Dopisz dalszą część relacji z meczu Arsenalu z Norwich, zaczynając zaraz po jej ostatnim zdaniu.
#### TEKST DO CZYTANIA ####
Gole Van Persiego nie pomogły, tylko remis z Norwich
05.05.2012, 14:36, Sebastian Czarnecki 3850 komentarzy
Jeszcze kilka tygodni temu Kanonierzy znajdowali się na pewnym trzecim miejscu i mieli dużą przewagę nad goniącymi ich drużynami. Po serii czterech meczów bez wygranej sytuacja w tabeli mocno się skomplikowała, a przez dzisiejszy remis mogą nawet spaść o dwie pozycje, jeżeli Tottenham i Newcastle wygrają swoje mecze. W momencie, kiedy podopieczni Arsene Wengera powinni zwyciężać jak na zawołanie, całkowicie się zablokowali i nie potrafią grać już tak, jak kilka tygodni wcześniej. Potwierdza się tym samym teoria, że obecny Arsenal zupełnie nie istnieje bez Mikela Artety, bowiem Kanonierzy nie wygrali jeszcze żadnego meczu, w którym Hiszpan nie był dostępny do gry.
Remis 3-3 na pewno zadowolił neutralnych kibiców oraz fanów Newcastle, Tottenhamu oraz Chelsea, którzy czyhają na trzecie miejsce, które - jeszcze - zajmują zawodnicy Arsenalu. Dwie bramki Van Persiego w ostatnich minutach meczu nie pomogły w odniesieniu zwycięstwa nad Norwich, które wykorzystało wszystkie błędy fatalnej dzisiaj defensywy Arsenalu. Zawiodła również formacja ofensywna, która niby zdobyła trzy bramki, ale tak naprawdę mogła - a nawet powinna - strzelić ich trzy razy więcej. Pocieszający jest tylko fakt, że Robin van Persie zdobył swoją 30. bramkę w tym sezonie, która znacznie przybliżyła go do korony króla strzelców.
Oto wyjściowe jedenastki obu zespołów:
Arsenal: Szczęsny, Sagna, Vermaelen, Koscielny, Gibbs, Song, Ramsey, Rosicky, Gervinho, Benayoun, Van Persie.
Norwich: Ruddy, R. Martin, Johnson, Holt, Jackson, Hoolahan, E. Bennett, Lappin, Howson, Naughton, R. Bennett
Już w 2. minucie Kanonierzy wzięli się do roboty. Podanie Tomasa Rosicky'ego ładnym technicznym strzałem wykończył Yossi Benayoun, który dał swojej drużynie prowadzenie. 1-0 dla Arsenalu!
Radość Kanonierów trwała tylko 10 minut, gdyż wtedy to gracze Norwich doprowadzili do wyrównania. Ze skrzydła w pole karne zagrał Bennett, gdzie czekał już dobrze ustawiony Hoolahan. Irlandczyk oddał strzał prosto w Szczęsnego, który popełnił ogromny błąd i nie opanował futbolówki - ta chwilę później wtoczyła się do bramki. 1-1 na Emirates Stadium.
#### PODANY MATERIAŁ ####
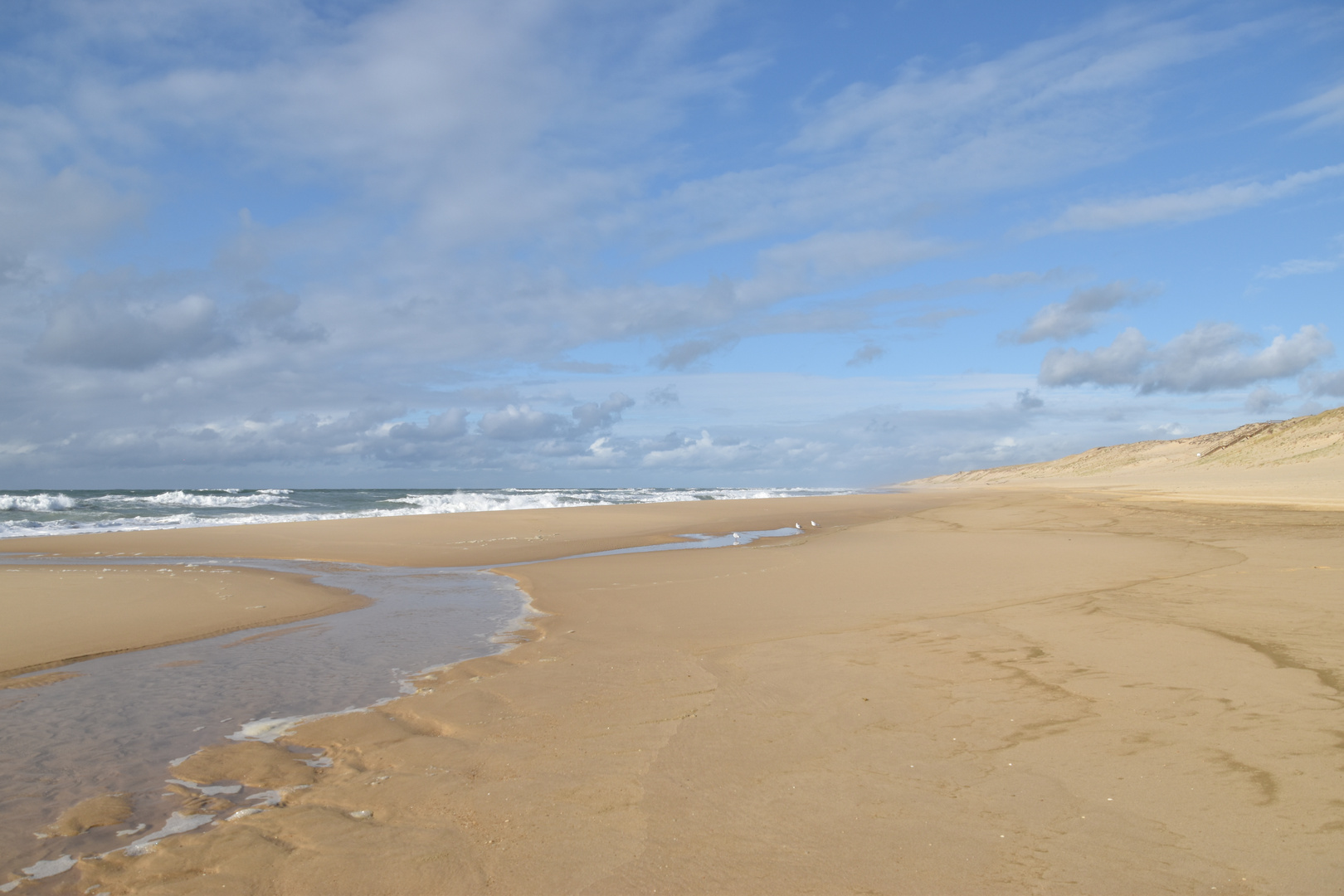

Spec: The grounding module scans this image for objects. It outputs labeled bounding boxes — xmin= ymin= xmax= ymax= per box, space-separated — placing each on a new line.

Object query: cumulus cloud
xmin=999 ymin=280 xmax=1153 ymax=345
xmin=640 ymin=430 xmax=761 ymax=469
xmin=1038 ymin=324 xmax=1335 ymax=393
xmin=845 ymin=343 xmax=887 ymax=367
xmin=1255 ymin=236 xmax=1344 ymax=280
xmin=652 ymin=334 xmax=739 ymax=371
xmin=479 ymin=392 xmax=635 ymax=442
xmin=1274 ymin=85 xmax=1344 ymax=130
xmin=1012 ymin=390 xmax=1045 ymax=411
xmin=1035 ymin=165 xmax=1344 ymax=232
xmin=480 ymin=404 xmax=568 ymax=442
xmin=572 ymin=392 xmax=635 ymax=432
xmin=30 ymin=295 xmax=232 ymax=369
xmin=1244 ymin=386 xmax=1288 ymax=414
xmin=644 ymin=382 xmax=681 ymax=407
xmin=1301 ymin=371 xmax=1344 ymax=397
####
### WYNIK ZADANIA
Po straconej bramce Kanonierzy od razu ruszyli do ataku, by kolejny raz wyjść na prowadzenie. Ich ataki nie potrafiły jednak w żaden sposób zagrozić bramce Ruddy'ego. Najbliższy zdobycia bramki w tym czasie był Robin van Persie, który w 15. minucie oddał mocny strzał ponad bramką.
Mimo że Kanonierzy dominowali na boisku, to graczom Norwich bardziej zależało na strzelaniu bramek. Ładna dwójkowa akcja Hoolahana z Holtem skończyła się pod nogami tego drugiego, który próbował oddać strzał po ziemi na bramkę Szczęsnego. Do gracza Norwich odbiegł jednak Gibbs, od którego nogi odbiła się futbolówka i przelobowała bezradnego Szczęsnego. 2-1 dla Norwich.
W 33. minucie Arsene Wenger zmuszony został do przeprowadzenia pierwszej zmiany. Po tym, jak Bacary Sagna doznał kontuzji i został zniesiony z murawy na noszach, menedżer Arsenalu zdecydował się desygnować do gry Francisa Coquelina.
Kilka minut później świetnym rajdem na lewym skrzydle popisał się Gervinho, który zwiódł dwóch rywali i wyłożył piłkę do dobrze ustawionego Gibbsa. Anglik oddał strzał z pierwszej piłki, jednak był on bardzo daleki od ideału. W rezultacie futbolówka minęła się ze słupkiem.
Do końca pierwszej połowy wynik nie uległ jednak zmianie, a Kanonierzy zeszli na przerwę z jedną bramką straty do rywala.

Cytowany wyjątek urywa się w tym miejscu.